→ **Data provided**:

......

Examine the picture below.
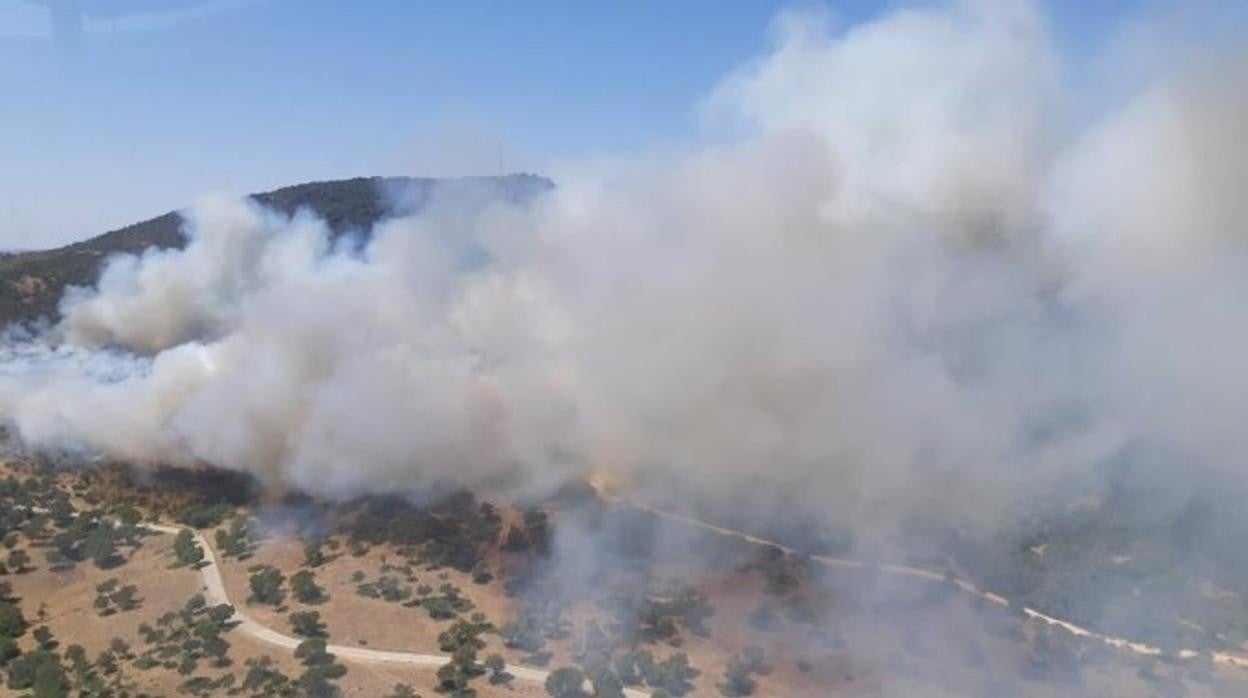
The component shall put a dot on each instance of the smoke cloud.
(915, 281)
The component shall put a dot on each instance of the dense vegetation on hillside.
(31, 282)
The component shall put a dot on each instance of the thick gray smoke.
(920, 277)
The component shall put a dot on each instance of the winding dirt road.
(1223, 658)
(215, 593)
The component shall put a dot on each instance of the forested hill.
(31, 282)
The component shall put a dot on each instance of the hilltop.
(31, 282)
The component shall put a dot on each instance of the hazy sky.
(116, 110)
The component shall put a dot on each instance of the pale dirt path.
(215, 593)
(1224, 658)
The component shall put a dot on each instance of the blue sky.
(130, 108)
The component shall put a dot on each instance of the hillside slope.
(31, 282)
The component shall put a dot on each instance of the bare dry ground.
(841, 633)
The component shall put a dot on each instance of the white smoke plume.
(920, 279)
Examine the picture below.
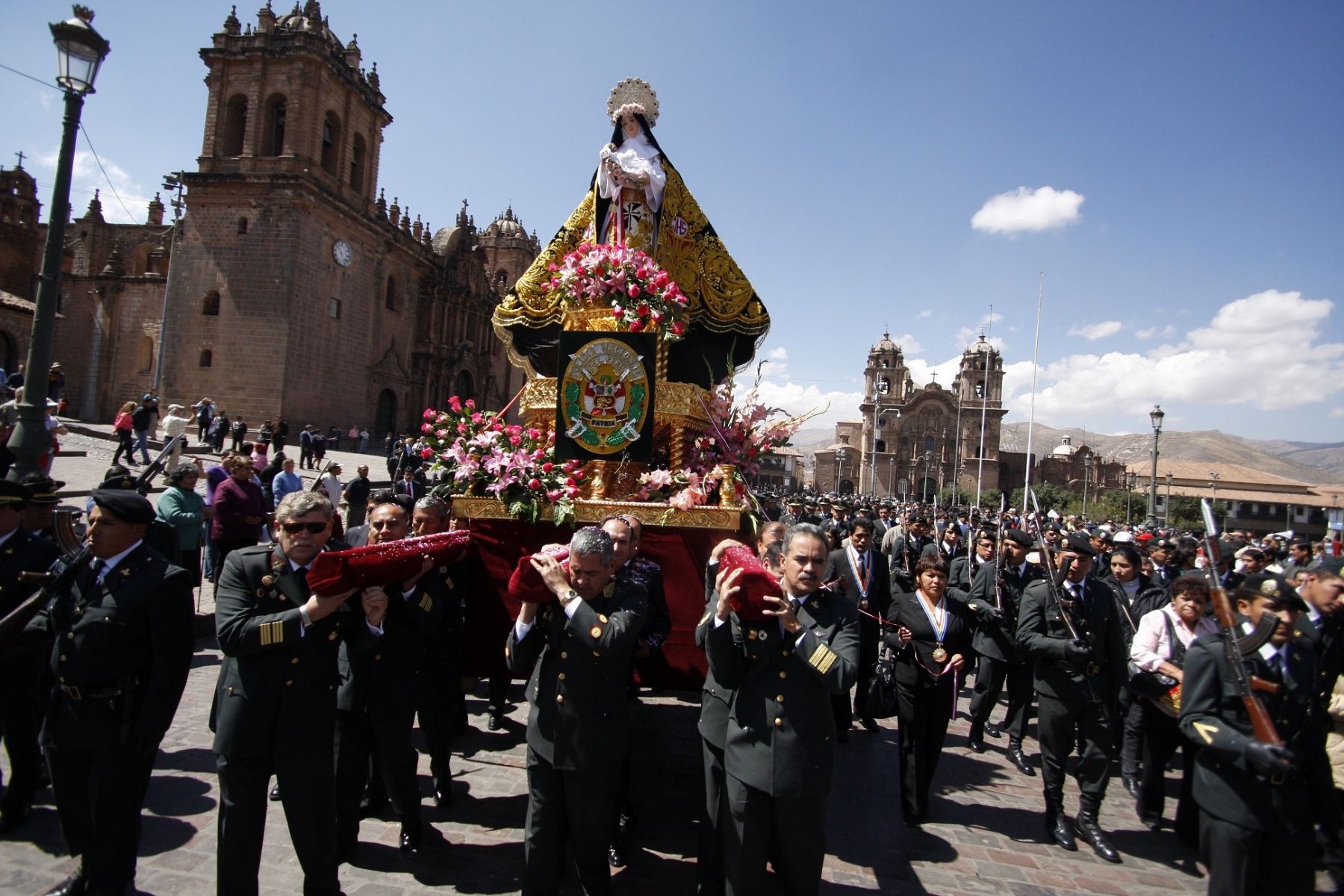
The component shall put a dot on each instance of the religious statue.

......

→ **Problem to solve**: All of the data needs repeating exactly, but the pictures do not.

→ **Answer space**:
Examine the picture below.
The component shall put a dot on each instance of the smoke cloud.
(915, 281)
The component shall put a dot on each instance of the dense vegetation on hillside.
(31, 282)
The component shall put a dot on each instance of the thick gray smoke.
(920, 277)
The component shall put a dot on each instance of the winding dirt road.
(1223, 658)
(215, 593)
The component shall put a dot on each instance of the forested hill.
(31, 282)
The component shall put a dot on each instance of the hilltop.
(31, 282)
The component shall put a dot on each instance of the hazy sky.
(116, 110)
The component shall put a dot on each instance of the pale dirt path.
(215, 593)
(1224, 658)
The component shall put a dot on each instance of the blue sky.
(130, 108)
The component shall put a dot on each instance of the hillside slope.
(31, 282)
The component shall put a dot on each instance of the bare dry ground.
(841, 633)
The component shall put a dot on each instance of the white smoke plume.
(920, 279)
Examine the picture below.
The component shall put a dot on each instance of the religious statue.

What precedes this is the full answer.